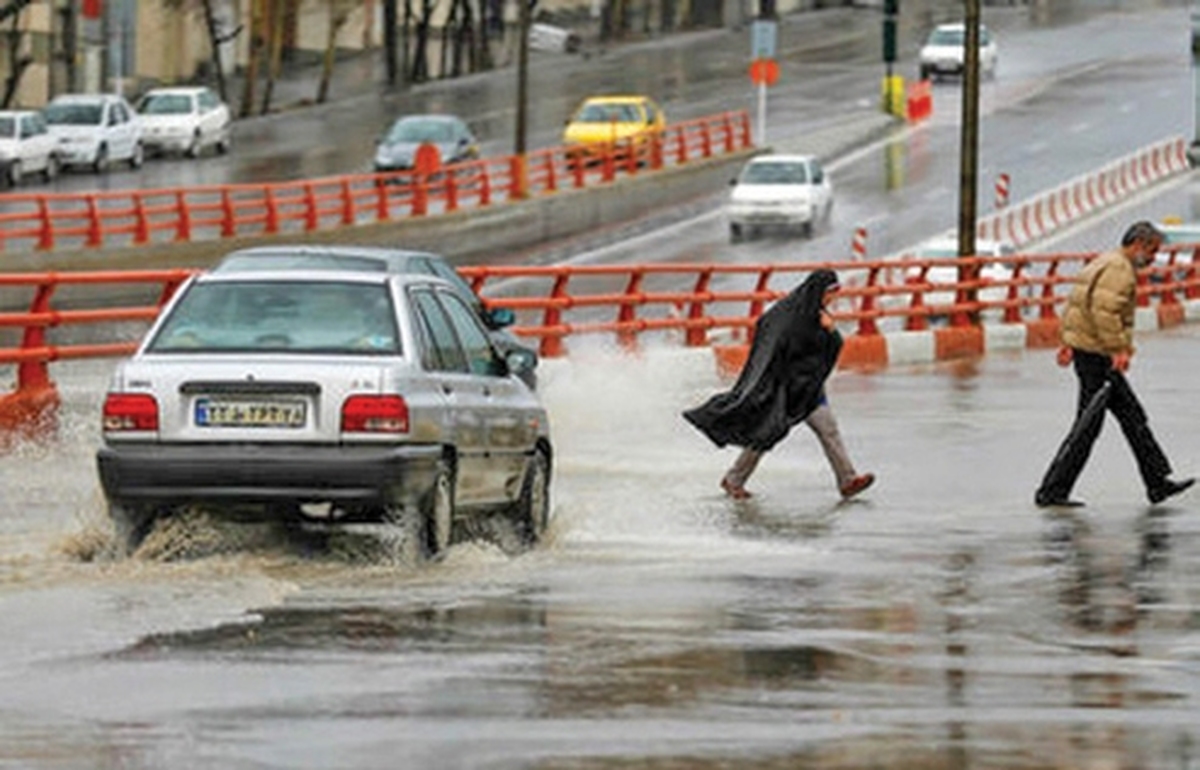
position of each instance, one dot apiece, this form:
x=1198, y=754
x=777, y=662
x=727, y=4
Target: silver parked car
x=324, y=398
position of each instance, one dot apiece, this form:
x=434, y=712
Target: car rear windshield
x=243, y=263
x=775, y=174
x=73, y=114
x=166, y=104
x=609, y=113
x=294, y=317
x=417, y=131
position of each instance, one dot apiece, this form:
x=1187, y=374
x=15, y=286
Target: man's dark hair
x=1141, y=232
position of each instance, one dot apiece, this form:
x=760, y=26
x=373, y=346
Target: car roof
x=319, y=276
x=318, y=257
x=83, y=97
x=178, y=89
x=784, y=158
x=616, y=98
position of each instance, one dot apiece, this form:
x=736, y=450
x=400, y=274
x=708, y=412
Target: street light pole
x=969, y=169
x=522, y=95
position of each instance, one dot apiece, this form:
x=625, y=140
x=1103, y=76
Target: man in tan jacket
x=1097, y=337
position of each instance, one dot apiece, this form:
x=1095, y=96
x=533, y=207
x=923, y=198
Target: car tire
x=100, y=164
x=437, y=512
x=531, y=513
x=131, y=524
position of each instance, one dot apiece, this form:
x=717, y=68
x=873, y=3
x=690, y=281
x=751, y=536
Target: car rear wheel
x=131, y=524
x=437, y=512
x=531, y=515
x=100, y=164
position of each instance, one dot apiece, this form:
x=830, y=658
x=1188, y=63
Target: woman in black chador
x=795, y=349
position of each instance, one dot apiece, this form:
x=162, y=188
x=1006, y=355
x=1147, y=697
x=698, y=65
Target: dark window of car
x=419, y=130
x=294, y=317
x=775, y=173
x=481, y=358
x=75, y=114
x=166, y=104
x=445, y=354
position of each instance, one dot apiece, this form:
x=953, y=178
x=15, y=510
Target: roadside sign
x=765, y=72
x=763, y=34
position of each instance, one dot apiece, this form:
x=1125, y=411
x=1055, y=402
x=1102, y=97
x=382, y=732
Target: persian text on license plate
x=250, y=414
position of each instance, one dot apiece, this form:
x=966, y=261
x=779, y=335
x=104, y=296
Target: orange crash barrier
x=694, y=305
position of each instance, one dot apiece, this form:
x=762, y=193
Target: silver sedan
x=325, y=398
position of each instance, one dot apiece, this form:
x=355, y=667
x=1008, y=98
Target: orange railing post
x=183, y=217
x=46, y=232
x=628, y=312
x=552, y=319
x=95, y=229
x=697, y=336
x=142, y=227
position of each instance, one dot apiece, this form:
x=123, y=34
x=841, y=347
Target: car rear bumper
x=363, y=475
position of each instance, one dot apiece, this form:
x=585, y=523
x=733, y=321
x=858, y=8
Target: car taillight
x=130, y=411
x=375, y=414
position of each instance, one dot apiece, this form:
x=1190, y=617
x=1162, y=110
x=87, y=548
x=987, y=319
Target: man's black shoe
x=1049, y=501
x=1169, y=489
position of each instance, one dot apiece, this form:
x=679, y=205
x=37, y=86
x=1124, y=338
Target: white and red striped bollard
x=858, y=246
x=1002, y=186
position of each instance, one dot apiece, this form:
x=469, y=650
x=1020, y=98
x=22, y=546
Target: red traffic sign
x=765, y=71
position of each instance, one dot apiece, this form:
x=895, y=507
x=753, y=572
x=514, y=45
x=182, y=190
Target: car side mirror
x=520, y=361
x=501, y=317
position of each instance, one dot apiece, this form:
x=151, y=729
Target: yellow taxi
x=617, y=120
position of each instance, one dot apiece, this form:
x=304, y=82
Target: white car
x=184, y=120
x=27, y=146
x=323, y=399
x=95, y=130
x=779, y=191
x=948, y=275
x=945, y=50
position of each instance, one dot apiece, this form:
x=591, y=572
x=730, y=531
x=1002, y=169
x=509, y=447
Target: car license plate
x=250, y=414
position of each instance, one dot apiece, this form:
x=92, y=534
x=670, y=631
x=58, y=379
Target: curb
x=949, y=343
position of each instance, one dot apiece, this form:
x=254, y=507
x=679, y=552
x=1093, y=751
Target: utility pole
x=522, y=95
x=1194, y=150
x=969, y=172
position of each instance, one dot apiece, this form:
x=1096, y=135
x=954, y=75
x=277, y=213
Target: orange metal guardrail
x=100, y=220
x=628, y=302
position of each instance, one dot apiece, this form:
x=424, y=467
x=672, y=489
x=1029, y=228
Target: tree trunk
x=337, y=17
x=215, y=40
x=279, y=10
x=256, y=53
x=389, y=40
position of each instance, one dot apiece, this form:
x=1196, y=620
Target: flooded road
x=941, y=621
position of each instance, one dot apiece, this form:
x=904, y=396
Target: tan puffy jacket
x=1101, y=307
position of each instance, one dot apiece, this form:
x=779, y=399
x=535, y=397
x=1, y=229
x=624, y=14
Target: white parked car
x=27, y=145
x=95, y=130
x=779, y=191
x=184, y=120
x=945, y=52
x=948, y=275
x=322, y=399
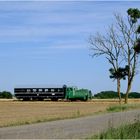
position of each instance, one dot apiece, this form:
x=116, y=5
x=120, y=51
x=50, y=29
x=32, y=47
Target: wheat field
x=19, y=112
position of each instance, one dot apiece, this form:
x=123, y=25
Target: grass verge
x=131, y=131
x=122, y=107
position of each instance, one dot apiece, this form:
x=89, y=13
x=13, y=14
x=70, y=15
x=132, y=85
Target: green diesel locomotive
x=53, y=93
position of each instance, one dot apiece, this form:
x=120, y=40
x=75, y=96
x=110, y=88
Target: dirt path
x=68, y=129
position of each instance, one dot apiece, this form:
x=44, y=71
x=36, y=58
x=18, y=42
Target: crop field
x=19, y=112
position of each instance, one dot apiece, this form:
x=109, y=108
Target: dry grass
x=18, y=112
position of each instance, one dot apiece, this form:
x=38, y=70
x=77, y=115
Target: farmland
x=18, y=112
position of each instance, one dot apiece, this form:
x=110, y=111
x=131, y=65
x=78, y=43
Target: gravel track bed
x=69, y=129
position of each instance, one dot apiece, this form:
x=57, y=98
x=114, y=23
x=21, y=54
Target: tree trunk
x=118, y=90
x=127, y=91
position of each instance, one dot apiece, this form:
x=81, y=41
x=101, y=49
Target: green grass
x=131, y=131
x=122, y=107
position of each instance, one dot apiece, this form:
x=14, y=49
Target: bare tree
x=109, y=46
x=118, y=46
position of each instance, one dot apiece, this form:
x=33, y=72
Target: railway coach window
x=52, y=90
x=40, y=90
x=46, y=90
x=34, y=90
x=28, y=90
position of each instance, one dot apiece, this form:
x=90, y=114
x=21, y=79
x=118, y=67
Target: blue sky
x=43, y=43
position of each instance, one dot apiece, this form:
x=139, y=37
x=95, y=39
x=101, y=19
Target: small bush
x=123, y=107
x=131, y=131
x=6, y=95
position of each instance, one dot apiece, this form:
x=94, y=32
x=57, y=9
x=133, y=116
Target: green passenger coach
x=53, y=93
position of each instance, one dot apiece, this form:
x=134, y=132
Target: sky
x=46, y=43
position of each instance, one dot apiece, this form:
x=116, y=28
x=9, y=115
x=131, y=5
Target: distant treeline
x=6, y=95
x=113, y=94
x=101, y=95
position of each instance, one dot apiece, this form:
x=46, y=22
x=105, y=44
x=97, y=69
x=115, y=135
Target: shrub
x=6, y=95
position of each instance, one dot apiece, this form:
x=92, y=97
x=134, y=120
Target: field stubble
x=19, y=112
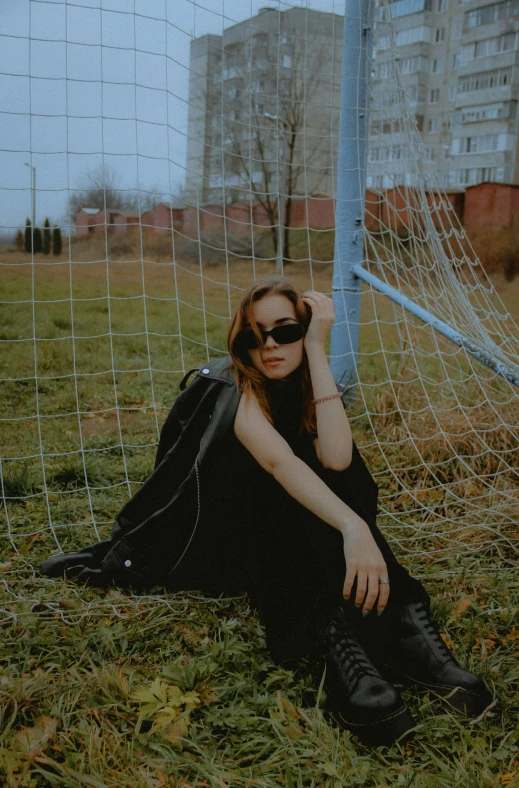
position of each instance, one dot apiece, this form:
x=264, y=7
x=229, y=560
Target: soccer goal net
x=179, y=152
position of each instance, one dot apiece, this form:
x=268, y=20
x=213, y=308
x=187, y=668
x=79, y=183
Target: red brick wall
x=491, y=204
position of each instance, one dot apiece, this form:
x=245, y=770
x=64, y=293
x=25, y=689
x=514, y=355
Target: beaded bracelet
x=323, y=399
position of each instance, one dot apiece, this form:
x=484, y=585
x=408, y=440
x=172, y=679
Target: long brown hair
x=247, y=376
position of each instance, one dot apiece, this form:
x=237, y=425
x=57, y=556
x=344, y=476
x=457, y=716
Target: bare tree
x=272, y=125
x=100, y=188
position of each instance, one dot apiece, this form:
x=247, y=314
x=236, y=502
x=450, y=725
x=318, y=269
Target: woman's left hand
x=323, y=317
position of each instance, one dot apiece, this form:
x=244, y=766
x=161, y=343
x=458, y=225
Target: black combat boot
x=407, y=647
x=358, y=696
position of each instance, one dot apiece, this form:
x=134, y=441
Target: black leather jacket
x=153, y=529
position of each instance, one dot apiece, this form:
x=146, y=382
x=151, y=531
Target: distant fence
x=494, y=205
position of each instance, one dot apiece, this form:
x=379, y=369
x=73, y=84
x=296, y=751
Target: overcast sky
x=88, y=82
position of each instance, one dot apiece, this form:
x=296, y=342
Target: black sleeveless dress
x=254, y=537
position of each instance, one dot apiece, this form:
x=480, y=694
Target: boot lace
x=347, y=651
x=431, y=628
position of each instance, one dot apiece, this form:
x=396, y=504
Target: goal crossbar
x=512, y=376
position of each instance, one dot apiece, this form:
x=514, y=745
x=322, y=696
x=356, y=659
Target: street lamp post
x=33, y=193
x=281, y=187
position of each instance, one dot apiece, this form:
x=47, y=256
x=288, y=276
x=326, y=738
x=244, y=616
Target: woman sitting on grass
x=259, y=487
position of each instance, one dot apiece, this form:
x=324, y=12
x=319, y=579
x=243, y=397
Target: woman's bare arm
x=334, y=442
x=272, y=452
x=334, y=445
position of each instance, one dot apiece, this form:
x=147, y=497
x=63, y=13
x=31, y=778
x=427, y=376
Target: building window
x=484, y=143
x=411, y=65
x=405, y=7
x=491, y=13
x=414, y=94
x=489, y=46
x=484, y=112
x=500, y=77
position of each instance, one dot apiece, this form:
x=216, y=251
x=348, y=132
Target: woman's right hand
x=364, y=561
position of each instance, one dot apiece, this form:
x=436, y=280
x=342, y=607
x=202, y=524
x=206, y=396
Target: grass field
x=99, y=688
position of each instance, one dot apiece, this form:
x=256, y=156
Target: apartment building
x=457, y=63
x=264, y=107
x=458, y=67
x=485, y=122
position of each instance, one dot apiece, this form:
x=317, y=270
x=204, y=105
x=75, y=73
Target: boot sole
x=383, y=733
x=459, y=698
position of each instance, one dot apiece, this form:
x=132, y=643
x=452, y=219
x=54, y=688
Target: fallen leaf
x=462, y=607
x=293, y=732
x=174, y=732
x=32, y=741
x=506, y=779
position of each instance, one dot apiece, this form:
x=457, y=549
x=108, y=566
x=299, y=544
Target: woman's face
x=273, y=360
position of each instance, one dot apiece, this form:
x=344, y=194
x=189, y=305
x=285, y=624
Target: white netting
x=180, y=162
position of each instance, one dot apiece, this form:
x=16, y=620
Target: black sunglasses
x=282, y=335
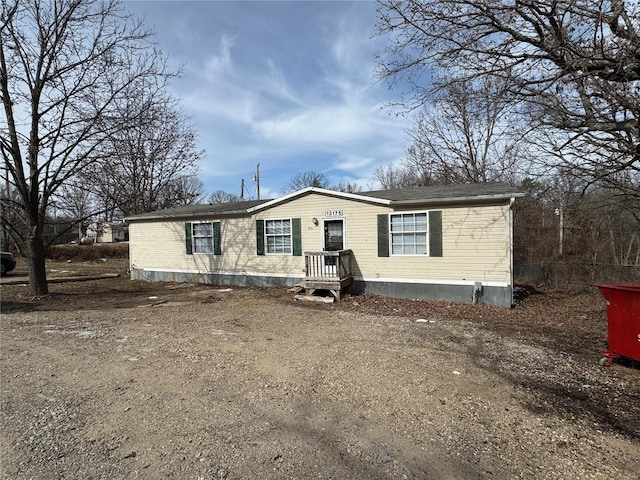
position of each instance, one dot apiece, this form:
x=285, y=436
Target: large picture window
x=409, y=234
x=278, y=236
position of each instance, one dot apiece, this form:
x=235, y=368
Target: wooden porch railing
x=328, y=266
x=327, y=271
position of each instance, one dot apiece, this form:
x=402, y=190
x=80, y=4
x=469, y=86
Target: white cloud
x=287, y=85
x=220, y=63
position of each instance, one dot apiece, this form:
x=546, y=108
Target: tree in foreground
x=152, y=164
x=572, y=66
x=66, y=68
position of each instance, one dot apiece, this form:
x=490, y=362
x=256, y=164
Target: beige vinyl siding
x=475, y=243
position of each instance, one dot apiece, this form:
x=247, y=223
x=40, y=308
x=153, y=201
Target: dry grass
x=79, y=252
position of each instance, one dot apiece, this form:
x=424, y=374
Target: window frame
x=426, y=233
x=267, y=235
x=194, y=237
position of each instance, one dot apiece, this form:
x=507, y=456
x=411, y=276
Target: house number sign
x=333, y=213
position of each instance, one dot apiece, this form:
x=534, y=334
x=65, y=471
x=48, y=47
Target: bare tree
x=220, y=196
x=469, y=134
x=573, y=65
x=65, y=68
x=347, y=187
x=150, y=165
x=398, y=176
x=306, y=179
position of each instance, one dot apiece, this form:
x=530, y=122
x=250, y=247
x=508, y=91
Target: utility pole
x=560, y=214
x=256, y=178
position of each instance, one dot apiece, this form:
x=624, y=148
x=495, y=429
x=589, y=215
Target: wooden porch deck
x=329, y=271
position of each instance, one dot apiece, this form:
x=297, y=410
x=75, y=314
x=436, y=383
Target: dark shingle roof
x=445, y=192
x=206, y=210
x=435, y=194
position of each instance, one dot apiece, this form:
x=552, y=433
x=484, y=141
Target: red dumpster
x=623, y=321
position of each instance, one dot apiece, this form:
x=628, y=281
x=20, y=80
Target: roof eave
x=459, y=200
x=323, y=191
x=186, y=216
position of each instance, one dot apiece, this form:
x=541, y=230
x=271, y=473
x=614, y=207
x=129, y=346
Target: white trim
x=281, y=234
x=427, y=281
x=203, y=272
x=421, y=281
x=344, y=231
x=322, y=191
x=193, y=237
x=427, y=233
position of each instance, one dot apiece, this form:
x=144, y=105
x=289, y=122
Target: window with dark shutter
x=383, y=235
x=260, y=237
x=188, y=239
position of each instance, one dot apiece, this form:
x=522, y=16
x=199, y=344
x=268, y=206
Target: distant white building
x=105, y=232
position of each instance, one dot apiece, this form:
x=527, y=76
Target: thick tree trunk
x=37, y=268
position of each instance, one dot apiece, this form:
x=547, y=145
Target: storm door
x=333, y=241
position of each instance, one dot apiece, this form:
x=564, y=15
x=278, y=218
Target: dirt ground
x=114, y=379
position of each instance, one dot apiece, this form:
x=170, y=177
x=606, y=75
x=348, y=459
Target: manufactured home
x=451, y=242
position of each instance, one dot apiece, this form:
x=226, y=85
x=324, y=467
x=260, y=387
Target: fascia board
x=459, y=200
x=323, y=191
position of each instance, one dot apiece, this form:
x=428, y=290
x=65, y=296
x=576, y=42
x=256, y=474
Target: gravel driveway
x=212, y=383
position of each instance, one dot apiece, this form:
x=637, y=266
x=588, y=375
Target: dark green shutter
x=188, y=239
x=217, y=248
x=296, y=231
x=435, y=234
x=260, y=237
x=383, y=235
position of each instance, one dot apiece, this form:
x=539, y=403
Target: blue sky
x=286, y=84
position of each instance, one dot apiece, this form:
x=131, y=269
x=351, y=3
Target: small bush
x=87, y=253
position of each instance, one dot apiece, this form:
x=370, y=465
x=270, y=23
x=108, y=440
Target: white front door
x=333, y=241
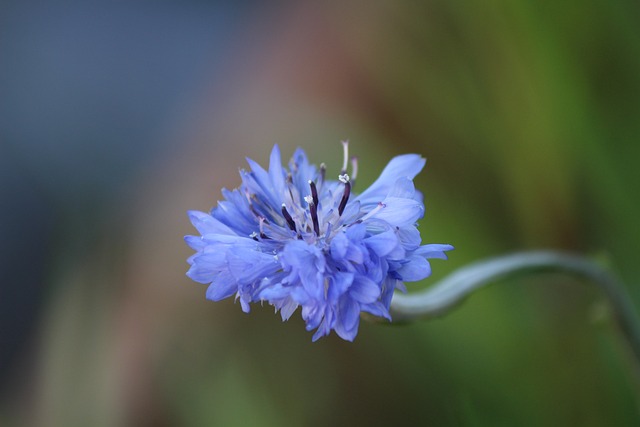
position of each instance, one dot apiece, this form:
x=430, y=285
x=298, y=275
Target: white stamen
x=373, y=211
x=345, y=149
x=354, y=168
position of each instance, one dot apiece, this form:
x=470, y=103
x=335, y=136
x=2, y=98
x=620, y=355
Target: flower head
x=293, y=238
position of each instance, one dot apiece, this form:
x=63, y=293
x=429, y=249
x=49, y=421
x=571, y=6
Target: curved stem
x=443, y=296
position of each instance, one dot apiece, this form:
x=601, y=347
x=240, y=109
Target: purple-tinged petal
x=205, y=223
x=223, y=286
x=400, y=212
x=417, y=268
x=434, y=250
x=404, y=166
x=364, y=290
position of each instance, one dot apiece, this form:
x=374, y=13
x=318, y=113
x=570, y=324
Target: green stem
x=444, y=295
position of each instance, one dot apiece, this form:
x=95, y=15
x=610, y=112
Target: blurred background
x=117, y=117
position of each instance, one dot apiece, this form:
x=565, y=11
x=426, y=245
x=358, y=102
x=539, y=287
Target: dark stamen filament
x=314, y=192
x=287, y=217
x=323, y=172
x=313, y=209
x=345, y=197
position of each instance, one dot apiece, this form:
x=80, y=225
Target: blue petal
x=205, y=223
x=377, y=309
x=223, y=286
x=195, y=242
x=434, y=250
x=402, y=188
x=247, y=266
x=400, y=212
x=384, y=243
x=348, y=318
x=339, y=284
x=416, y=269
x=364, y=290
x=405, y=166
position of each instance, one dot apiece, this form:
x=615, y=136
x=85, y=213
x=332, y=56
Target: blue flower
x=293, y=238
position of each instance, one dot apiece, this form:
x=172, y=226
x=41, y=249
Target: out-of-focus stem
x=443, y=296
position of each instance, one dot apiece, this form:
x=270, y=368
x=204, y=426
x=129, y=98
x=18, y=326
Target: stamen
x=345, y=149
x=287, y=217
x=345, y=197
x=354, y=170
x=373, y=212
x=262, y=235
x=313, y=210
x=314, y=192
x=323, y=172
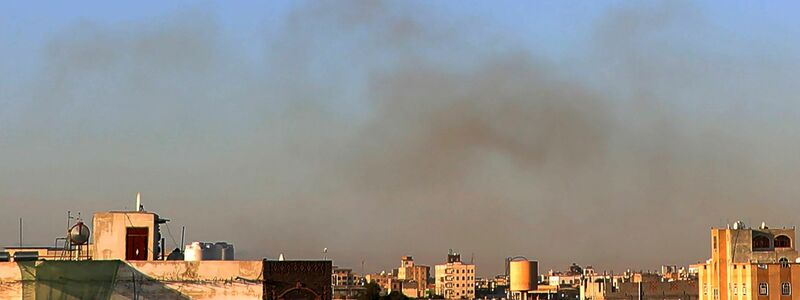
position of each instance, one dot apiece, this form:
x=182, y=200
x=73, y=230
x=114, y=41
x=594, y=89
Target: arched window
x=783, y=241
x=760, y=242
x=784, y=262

◆ ◆ ◆ ◆

> **Work to do**
Repeat the records from their start through the line containing "x=1097, y=337", changing "Target" to "Label" and keeping everything else the same. Don't include the pictures.

> **Correct output**
position of each instance, one dot apiece, this form:
x=1198, y=754
x=777, y=662
x=727, y=4
Label: silver parked car
x=324, y=398
position of each instance, one dot apiece, this form:
x=434, y=712
Label: car rear windshield
x=243, y=263
x=775, y=174
x=73, y=114
x=166, y=104
x=609, y=113
x=294, y=317
x=417, y=131
position of each instance, one dot apiece, this form:
x=1187, y=374
x=15, y=286
Label: man's dark hair
x=1141, y=232
position of each instance, one dot apiece, this form:
x=760, y=26
x=373, y=346
Label: car roof
x=319, y=276
x=318, y=257
x=83, y=97
x=178, y=89
x=784, y=158
x=616, y=98
position of each instance, one dot apiece, this form:
x=736, y=450
x=400, y=274
x=708, y=412
Label: street light pole
x=969, y=169
x=522, y=95
position of each instance, one dot apiece, this form:
x=625, y=140
x=1103, y=76
Label: man in tan jacket
x=1097, y=337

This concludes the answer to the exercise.